Reproduce the commencement address word for word, everything from "For Immediate Release" down to "Domer. (Laughter and applause.)".

Document section:
++++++++++++++++++++

For Immediate Release
Office of the Press Secretary
May 21, 2001
Remarks by the President in Commencement Address University of Notre Dame Notre Dame, Indiana
2:48 P.M. EST
THE PRESIDENT: Thank you, Father
Malloy. Thank you all for that warm
welcome. Chairman McCartan, Father Scully, Dr. Hatch, Notre
Dame trustees, members of the class of
2001. (Applause.) It is a high privilege to
receive this degree. I'm particularly pleased that it bears
the great name of Notre Dame. My brother, Jeb, may be the
Catholic in the family -- (laughter) -- but between us, I'm the only
Domer. (Laughter and applause.)
I
have spoken on this campus once before. It was in 1980, the
year my Dad ran for Vice President with Ronald Reagan. I
think I really won over the crowd that
day. (Laughter.) In fact, I'm sure of it, because
all six of them walked me to my car. (Laughter.)
That was back when Father Hesburgh was
president of this university, during a tenure that in many ways defined
the reputation and values of Notre Dame. It's a real honor
to be with Father Hesburgh, and with Father Joyce. Between
them, these two good priests have given nearly a century of service to
Notre Dame. I'm told that Father Hesburgh now holds 146
honorary degrees. (Applause.) That's pretty darn
impressive, Father, but I'm gaining on
you. (Laughter.) As of today, I'm only 140
behind. (Laughter.)
Let me congratulate all
the members of the class of 2001. (Applause.) You made it, and we're
all proud of you on this big day. I also congratulate the
parents, who, after these years, are happy, proud -- and
broke. (Laughter and applause.)
I
commend this fine faculty, for the years of work and instruction that
produced this outstanding class.
And I'm
pleased to join my fellow honorees, as well. I'm in
incredibly distinguished company with authors, executives, educators,
church officials and an eminent scientist. We're sharing a
memorable day and a great honor, and I congratulate you
all. (Applause.)
Notre Dame, as a
Catholic university, carries forward a great tradition of social
teaching. It calls on all of us, Catholic and non-Catholic,
to honor family, to protect life in all its stages, to serve and uplift
the poor. This university is more than a community of
scholars, it is a community of conscience -- and an ideal place to
report on our nation's commitment to the poor, and how we're keeping
it.

++++++++++++++++++++

Stored data:
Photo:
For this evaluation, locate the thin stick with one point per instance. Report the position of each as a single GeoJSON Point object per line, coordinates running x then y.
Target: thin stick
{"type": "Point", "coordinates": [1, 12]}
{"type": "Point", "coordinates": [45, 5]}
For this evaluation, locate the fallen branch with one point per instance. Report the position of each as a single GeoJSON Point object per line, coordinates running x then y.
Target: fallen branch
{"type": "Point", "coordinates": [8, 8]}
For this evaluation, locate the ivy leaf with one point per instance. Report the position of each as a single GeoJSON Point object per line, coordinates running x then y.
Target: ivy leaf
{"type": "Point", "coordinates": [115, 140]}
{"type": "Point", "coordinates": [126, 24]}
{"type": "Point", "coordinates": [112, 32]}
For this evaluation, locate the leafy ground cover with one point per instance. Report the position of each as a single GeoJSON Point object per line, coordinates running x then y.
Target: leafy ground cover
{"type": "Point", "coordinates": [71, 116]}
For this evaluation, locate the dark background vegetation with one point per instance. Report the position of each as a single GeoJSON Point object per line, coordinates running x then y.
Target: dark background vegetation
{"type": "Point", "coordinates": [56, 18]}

++++++++++++++++++++

Solution for this problem:
For Immediate Release
Office of the Press Secretary
May 21, 2001
Remarks by the President in Commencement Address University of Notre Dame Notre Dame, Indiana
2:48 P.M. EST
THE PRESIDENT: Thank you, Father
Malloy. Thank you all for that warm
welcome. Chairman McCartan, Father Scully, Dr. Hatch, Notre
Dame trustees, members of the class of
2001. (Applause.) It is a high privilege to
receive this degree. I'm particularly pleased that it bears
the great name of Notre Dame. My brother, Jeb, may be the
Catholic in the family -- (laughter) -- but between us, I'm the only
Domer. (Laughter and applause.)